▶ _Records provided_:
>> start

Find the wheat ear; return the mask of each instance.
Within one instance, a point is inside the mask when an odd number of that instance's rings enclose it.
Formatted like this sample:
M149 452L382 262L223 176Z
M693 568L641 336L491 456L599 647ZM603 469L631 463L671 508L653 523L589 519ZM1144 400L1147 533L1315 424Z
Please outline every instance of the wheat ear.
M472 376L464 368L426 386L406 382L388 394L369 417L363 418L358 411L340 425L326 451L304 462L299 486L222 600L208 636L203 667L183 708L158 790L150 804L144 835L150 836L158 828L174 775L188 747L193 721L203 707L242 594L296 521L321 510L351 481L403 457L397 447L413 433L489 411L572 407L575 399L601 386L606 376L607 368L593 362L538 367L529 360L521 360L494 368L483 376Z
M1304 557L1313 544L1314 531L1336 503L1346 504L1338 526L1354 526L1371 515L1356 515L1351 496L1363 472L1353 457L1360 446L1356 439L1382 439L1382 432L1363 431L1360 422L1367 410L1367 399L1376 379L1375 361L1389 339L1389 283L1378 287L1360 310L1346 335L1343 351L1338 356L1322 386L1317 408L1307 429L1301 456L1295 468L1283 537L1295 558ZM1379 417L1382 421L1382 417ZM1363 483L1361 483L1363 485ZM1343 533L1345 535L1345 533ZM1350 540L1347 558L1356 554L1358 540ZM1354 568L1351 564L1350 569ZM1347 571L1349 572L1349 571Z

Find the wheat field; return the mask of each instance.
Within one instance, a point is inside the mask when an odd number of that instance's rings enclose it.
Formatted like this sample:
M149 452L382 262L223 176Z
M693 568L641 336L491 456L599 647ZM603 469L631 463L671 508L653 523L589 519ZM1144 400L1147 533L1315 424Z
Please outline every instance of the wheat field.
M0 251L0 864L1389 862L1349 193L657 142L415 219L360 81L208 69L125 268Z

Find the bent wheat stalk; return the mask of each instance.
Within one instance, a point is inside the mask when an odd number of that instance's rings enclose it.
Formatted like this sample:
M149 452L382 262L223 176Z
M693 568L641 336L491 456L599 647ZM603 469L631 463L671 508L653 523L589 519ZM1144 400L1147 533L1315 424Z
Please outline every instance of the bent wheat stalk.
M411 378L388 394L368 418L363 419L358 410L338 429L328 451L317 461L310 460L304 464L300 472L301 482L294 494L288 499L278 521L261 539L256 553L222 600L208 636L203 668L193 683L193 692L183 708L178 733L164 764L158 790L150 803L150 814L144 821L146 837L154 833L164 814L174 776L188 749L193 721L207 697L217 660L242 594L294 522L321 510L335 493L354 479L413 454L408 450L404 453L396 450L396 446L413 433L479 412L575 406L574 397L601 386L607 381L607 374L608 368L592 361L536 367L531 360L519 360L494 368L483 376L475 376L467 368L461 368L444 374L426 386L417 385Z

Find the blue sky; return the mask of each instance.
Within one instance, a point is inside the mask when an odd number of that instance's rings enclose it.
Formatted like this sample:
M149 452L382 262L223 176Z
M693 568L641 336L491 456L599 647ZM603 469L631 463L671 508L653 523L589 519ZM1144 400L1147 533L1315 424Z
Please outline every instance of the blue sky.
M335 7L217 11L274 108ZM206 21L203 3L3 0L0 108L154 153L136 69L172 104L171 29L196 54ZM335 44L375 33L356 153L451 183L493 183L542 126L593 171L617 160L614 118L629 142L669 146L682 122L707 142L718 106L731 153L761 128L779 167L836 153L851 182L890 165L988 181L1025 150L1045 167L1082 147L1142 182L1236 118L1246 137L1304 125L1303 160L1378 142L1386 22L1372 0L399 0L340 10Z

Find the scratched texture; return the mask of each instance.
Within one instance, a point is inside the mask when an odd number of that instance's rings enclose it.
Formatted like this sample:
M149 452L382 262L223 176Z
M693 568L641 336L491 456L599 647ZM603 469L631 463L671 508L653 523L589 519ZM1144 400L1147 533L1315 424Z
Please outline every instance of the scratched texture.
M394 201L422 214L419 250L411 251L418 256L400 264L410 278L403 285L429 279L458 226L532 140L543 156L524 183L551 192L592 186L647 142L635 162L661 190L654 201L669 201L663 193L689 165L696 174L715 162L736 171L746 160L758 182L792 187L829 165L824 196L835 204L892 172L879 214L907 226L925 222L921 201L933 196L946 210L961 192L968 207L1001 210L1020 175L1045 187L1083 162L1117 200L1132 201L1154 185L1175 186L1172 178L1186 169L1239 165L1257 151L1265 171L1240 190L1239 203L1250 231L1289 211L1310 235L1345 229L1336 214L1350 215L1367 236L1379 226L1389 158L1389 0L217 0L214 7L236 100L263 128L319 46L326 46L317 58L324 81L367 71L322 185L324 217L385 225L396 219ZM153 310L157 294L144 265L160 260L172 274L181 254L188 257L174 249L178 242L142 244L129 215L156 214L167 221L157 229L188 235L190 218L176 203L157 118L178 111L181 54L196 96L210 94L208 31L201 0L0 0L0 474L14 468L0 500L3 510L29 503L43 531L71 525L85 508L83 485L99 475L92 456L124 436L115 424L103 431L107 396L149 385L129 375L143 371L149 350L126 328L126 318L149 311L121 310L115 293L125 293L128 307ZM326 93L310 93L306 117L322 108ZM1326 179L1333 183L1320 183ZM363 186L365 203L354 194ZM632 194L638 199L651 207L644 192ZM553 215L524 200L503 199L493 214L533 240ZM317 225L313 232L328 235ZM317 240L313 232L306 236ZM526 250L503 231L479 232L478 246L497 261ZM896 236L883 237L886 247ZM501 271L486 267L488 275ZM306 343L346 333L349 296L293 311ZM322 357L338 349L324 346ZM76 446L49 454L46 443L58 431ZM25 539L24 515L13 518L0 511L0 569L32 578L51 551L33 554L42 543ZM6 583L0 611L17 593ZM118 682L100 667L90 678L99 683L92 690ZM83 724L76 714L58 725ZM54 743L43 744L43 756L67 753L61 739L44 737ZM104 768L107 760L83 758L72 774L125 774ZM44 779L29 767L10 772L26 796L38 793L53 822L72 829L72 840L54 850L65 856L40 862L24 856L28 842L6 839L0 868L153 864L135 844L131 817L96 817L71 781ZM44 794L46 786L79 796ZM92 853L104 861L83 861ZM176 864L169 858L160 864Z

>> end

▶ _Given instruction_:
Arrange every line of the rows above as a numbered list, one line per item, and leave out the blank lines.

▶ _Completed exercise_:
1. Find the wheat ear; return the mask of each instance.
2. Within one instance, a point is inside the mask when an odd number of that instance's rings enclose it.
3. Formatted like this sample:
4. M149 452L382 262L223 176Z
5. M693 568L641 336L491 456L599 647ZM603 469L631 463L671 508L653 523L589 519ZM1144 400L1147 533L1315 424Z
6. Please outline every instance of the wheat ear.
7. M472 376L464 368L426 386L406 382L388 394L369 417L363 418L358 411L340 425L326 451L304 462L299 486L222 600L208 636L203 667L183 708L158 790L150 804L144 835L150 836L158 828L174 775L188 747L193 721L203 707L242 594L296 521L321 510L351 481L403 457L397 447L413 433L489 411L572 407L575 399L601 386L606 376L607 368L593 362L538 367L529 360L521 360L494 368L483 376Z
8. M1304 557L1313 544L1314 531L1336 503L1346 504L1338 526L1354 526L1371 515L1356 515L1351 496L1363 472L1353 457L1360 446L1356 439L1382 439L1382 432L1363 431L1360 422L1367 410L1367 399L1376 379L1375 361L1389 339L1389 283L1378 287L1360 310L1346 335L1343 351L1338 356L1322 386L1317 408L1307 429L1301 456L1295 468L1283 537L1295 558ZM1379 417L1382 421L1382 417ZM1363 483L1361 483L1363 485ZM1343 533L1345 535L1345 533ZM1350 540L1347 558L1356 554L1358 540ZM1354 568L1351 564L1350 569ZM1347 571L1349 572L1349 571Z
9. Find the wheat field; return the mask of each instance.
10. Within one instance, a point is inside the mask when an odd number of that instance's rings enclose it.
11. Formatted like this sample:
12. M149 452L382 262L223 176Z
13. M693 568L641 336L491 456L599 647ZM603 469L631 463L671 508L653 523L589 519ZM1144 400L1147 533L1315 424Z
14. Please outline every instance of the wheat field.
15. M0 251L0 864L1389 862L1349 193L657 142L415 219L360 81L208 69L125 268Z
16. Find the bent wheat stalk; return the mask of each instance.
17. Within one instance, a point is inside the mask when an odd number of that instance's rings enclose it.
18. Formatted like this sample:
19. M149 452L382 262L223 176Z
20. M693 568L641 336L491 456L599 647ZM603 469L631 463L671 508L653 523L589 519ZM1144 400L1147 533L1315 424Z
21. Please outline every instance of the bent wheat stalk.
22. M411 378L388 394L368 418L363 419L358 410L338 429L328 451L317 461L310 460L304 464L300 472L301 482L294 494L288 499L278 521L261 539L256 553L222 600L208 636L203 668L193 683L193 692L183 708L178 733L164 764L158 790L150 803L150 814L144 821L146 837L154 833L164 814L174 776L188 749L193 721L207 697L217 660L242 594L294 522L321 510L335 493L354 479L413 454L408 450L404 453L396 450L396 446L413 433L479 412L575 406L574 397L601 386L607 381L607 374L608 368L592 361L536 367L531 360L519 360L494 368L483 376L475 376L467 368L461 368L444 374L426 386L417 385Z
23. Find the blue sky; return the mask of each instance.
24. Within one instance, a point is inside the mask when an odd number of that instance's rings enclose it.
25. Formatted like this sample:
26. M149 452L382 262L223 176Z
27. M693 568L641 336L491 456L599 647ZM603 469L631 463L671 508L653 523L589 519ZM1144 400L1147 533L1315 424Z
28. Please outline every instance of the blue sky.
29. M335 7L217 11L274 108ZM206 21L203 3L3 0L0 108L154 153L136 69L172 104L171 29L196 54ZM335 44L375 33L356 153L451 183L493 183L542 126L593 171L617 160L614 118L629 142L669 146L682 122L707 142L718 106L731 153L761 128L779 167L836 153L851 182L890 165L988 181L1025 150L1045 167L1082 147L1142 182L1236 118L1246 137L1304 125L1303 160L1378 142L1386 22L1372 0L399 0L340 10Z
30. Find the scratched texture; return the mask of each instance.
31. Within one instance, a point is inside the mask when an odd number of that instance's rings enclose it.
32. Formatted like this sample:
33. M149 452L382 262L223 176Z
34. M693 568L641 336L491 456L599 647ZM603 469L631 463L671 508L653 523L589 519ZM1144 400L1147 533L1315 424Z
35. Please outline every instance of the scratched texture.
36. M394 201L422 214L419 250L411 251L418 256L400 264L410 278L403 285L429 279L458 226L532 140L543 156L524 183L551 192L592 186L647 142L635 162L661 190L654 201L669 201L663 193L689 165L696 174L715 162L736 171L746 160L758 182L792 187L829 165L824 196L835 204L892 172L879 214L907 226L925 222L921 201L933 196L946 210L961 192L968 207L1001 210L1020 175L1045 187L1083 162L1117 200L1132 201L1154 185L1175 186L1172 178L1186 169L1239 165L1257 151L1265 171L1240 190L1239 203L1250 231L1289 211L1310 235L1345 229L1336 214L1350 215L1367 236L1379 226L1389 158L1389 0L217 0L214 7L236 100L263 128L319 46L326 46L317 58L324 81L367 71L322 185L324 217L385 225L396 219ZM153 310L157 294L144 265L160 260L172 274L181 254L188 257L174 249L178 242L142 244L129 215L156 214L167 221L157 229L188 235L190 218L176 203L157 118L178 111L181 54L196 96L210 94L208 31L201 0L0 0L0 474L14 468L0 500L3 510L29 503L43 531L71 525L85 508L83 485L99 475L92 456L124 436L115 424L103 431L107 396L149 385L129 375L143 371L149 350L126 328L126 318L149 311L121 310L115 293L125 293L128 307ZM326 93L310 93L306 117L322 108ZM1326 179L1333 183L1320 183ZM363 186L365 203L354 194ZM632 194L638 199L651 207L644 192ZM553 215L524 200L503 199L493 214L533 240ZM317 225L313 232L328 235ZM317 240L313 232L306 236ZM526 250L503 231L479 232L478 246L497 261ZM896 236L883 237L886 247ZM501 271L486 267L488 275ZM306 343L346 333L349 296L293 311ZM322 357L338 349L324 346ZM76 446L49 454L46 443L58 431ZM25 539L24 515L13 518L0 511L0 569L32 578L51 551L33 554L42 543ZM6 583L0 611L17 593ZM118 682L100 667L90 678L99 683L92 690ZM83 724L76 714L58 725ZM54 743L43 744L43 756L67 753L61 739L44 737ZM104 768L107 760L83 758L72 774L125 774ZM44 779L29 767L10 772L26 796L38 793L53 822L72 829L72 840L54 850L65 856L40 862L24 856L28 842L6 839L0 868L153 864L135 844L131 817L96 817L71 781ZM44 794L46 786L79 796ZM92 853L104 861L83 861ZM176 864L169 858L160 864Z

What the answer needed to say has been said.